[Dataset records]
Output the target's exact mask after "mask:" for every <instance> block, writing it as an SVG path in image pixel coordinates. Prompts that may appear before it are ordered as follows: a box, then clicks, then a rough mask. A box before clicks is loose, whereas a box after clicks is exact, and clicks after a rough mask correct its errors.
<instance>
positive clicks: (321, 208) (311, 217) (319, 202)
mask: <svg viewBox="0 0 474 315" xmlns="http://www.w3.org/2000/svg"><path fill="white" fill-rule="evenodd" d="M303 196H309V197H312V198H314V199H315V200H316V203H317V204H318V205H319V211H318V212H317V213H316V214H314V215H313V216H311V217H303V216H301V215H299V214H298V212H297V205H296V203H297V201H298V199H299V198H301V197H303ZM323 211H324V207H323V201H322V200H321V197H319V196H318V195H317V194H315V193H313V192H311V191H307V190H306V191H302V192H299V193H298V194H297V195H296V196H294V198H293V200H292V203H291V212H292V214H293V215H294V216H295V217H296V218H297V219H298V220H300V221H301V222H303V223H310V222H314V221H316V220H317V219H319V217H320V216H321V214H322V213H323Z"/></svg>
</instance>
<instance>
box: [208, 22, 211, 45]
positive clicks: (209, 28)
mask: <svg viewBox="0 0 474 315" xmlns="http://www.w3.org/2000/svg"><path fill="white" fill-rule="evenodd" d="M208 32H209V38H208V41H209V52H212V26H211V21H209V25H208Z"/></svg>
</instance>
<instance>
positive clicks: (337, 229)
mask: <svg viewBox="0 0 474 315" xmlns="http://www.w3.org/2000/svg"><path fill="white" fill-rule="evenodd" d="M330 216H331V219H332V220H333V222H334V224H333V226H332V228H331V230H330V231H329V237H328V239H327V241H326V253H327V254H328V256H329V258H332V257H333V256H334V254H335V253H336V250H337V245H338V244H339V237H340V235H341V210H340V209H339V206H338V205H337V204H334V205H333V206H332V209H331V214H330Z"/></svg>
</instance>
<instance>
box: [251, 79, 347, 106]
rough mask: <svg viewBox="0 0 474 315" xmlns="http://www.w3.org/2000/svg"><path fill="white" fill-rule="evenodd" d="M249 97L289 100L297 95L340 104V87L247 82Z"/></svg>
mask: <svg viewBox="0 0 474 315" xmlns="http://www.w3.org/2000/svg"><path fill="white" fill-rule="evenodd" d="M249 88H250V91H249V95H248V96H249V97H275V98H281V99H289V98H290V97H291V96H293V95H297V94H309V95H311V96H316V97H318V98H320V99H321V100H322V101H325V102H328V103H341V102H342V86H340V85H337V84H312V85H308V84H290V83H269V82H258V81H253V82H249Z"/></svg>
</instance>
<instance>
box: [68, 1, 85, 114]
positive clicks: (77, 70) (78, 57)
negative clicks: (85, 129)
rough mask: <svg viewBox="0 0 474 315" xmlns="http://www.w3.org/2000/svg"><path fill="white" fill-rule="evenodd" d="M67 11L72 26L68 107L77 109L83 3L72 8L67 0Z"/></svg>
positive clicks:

* WHAT THE EXERCISE ASKS
Each line of the records above, from the first through the one containing "box: [208, 22, 211, 45]", is to be retyped exactly; no other line belongs.

* ANSWER TO THIS TASK
Output the target's exact mask after "mask:" for every <instance> block, writing it as an SVG path in image pixel coordinates. Prompts that may appear before it are ordered as follows: a box, then clicks, then a rough mask. A box before clicks is loose, whereas a box after clicks is exact, and clicks after a rough mask correct its errors.
<instance>
positive clicks: (321, 208) (311, 217) (319, 202)
mask: <svg viewBox="0 0 474 315" xmlns="http://www.w3.org/2000/svg"><path fill="white" fill-rule="evenodd" d="M303 196H309V197H312V198H314V199H315V200H316V203H317V204H318V205H319V211H318V212H317V213H316V214H314V215H313V216H311V217H303V216H301V215H299V214H298V212H297V205H296V203H297V201H298V199H299V198H301V197H303ZM323 211H324V207H323V201H322V200H321V197H319V196H318V195H317V194H315V193H313V192H311V191H307V190H306V191H302V192H299V193H298V194H297V195H296V196H294V198H293V200H292V203H291V212H292V214H293V215H294V216H295V217H296V218H297V219H298V220H300V221H301V222H303V223H310V222H314V221H316V220H317V219H319V217H320V216H321V214H322V213H323Z"/></svg>
</instance>
<instance>
box: [208, 22, 211, 45]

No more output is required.